**Do this**: The records that follow should be retyped word for word.

**Dataset entries**:
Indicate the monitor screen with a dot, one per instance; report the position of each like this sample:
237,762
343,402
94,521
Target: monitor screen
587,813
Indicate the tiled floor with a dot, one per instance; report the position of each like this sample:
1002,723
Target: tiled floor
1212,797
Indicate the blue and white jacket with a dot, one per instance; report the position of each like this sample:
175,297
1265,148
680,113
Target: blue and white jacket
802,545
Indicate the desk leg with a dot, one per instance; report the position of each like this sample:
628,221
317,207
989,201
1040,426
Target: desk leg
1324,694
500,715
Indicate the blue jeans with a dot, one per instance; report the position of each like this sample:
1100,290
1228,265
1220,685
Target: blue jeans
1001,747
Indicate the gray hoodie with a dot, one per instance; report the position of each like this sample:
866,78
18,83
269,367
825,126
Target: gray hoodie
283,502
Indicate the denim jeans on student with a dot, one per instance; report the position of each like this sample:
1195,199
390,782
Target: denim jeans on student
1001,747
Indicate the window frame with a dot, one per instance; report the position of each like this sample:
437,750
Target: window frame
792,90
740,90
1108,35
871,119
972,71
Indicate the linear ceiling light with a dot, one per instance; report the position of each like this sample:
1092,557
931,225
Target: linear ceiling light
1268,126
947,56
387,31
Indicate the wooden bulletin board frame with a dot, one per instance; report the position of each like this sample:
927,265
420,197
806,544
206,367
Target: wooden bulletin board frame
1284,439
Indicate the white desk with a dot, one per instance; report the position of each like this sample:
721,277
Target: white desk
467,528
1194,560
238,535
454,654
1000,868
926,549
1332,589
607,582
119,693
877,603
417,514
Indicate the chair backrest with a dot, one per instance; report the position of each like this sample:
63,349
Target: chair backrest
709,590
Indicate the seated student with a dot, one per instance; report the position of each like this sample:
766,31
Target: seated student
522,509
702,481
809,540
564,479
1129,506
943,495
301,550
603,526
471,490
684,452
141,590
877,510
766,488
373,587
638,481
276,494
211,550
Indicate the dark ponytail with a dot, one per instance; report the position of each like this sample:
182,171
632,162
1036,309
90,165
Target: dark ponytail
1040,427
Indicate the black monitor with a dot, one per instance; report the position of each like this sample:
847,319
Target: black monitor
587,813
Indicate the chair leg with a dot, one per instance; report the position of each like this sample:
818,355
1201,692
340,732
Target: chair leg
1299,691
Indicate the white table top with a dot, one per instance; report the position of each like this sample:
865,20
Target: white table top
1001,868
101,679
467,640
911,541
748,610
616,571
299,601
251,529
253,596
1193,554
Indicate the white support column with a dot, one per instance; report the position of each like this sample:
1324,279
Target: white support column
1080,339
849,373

**Task solution**:
Indicate the monitor screen with a dot, one per instance; report the position of each like this sample:
237,762
343,402
94,521
Target: monitor screen
587,813
Indicate the tiled floor with a dot, one per instance; report the position of each like this sample:
1002,723
Target: tiled floor
1212,797
Indicate the blue and white jacket with a dot, one per instance; report the position of each like this sample:
175,297
1265,148
680,113
Target: blue and white jacket
802,545
Indicate the desk leg with a dot, one per instance; report the position of each like this sample:
628,221
317,207
989,201
1040,426
Target: desk leg
1324,694
500,715
Indicate the blue jeans with a dot, one per instance; report the position of each like this sample:
1100,290
1228,265
1220,685
Target: blue jeans
1001,747
Indicate the gray hoodie with a dot, one per instance; report the position of each like this sample:
866,78
18,83
269,367
825,126
Target: gray hoodie
283,502
Indicate the denim jeans on student with a dot, one per instance; report the position of each like this sample:
1195,199
390,782
Target: denim jeans on student
1001,747
Indicate the window frame with a dot, one per instance; report the position of each like this sample:
437,750
Target: window frame
792,90
740,90
1108,35
871,119
972,71
Indicate the linear ceiling light with a dot, one per instance; report the position of each like this sample:
1092,557
931,225
Target: linear ceiling light
1268,126
947,56
387,31
Indicate the wooden bulletin board frame with a dot, one per instance; report the position of each like this sample:
927,265
420,197
806,544
206,367
Target: wooden bulletin board frame
1284,439
Indicate the white desk with a dot, one per instance; report the position of each like this sample:
721,277
Target: white desk
467,528
1194,560
238,535
454,654
1000,868
926,549
1332,589
607,582
119,693
877,603
417,514
Indicate the chair backrest with a dot, one per instance; report the position of each like this sample:
63,349
Target: chair backrest
709,590
Indicate the seated student with a dot, one per instance; report the position of each like this sample:
766,31
Target: seated student
522,509
702,481
809,540
564,479
1129,506
943,495
301,550
603,526
471,490
684,452
141,590
877,510
766,488
373,587
638,481
276,494
211,550
Indicate the dark ponytail with a dot, one per instance; report the position of each like this sample:
182,171
632,162
1036,309
90,165
Target: dark ponytail
1040,427
Indicate the black monitor with a dot, one per instance; report the position of each like this sample:
847,319
Target: black monitor
587,813
Indicate the chair leg with a dot, one per instance; report the position of each like this sample:
818,355
1201,692
340,732
Target: chair leg
1299,691
Indicate the white table top with a dot, one per instance; report the position of each like this sample:
865,20
Target: white table top
1001,868
101,679
467,640
911,541
748,610
616,571
299,601
251,529
253,596
1193,554
Indicate the white support column with a dot, one per instance; report the position of each like this sample:
1324,279
Target: white support column
1080,339
849,373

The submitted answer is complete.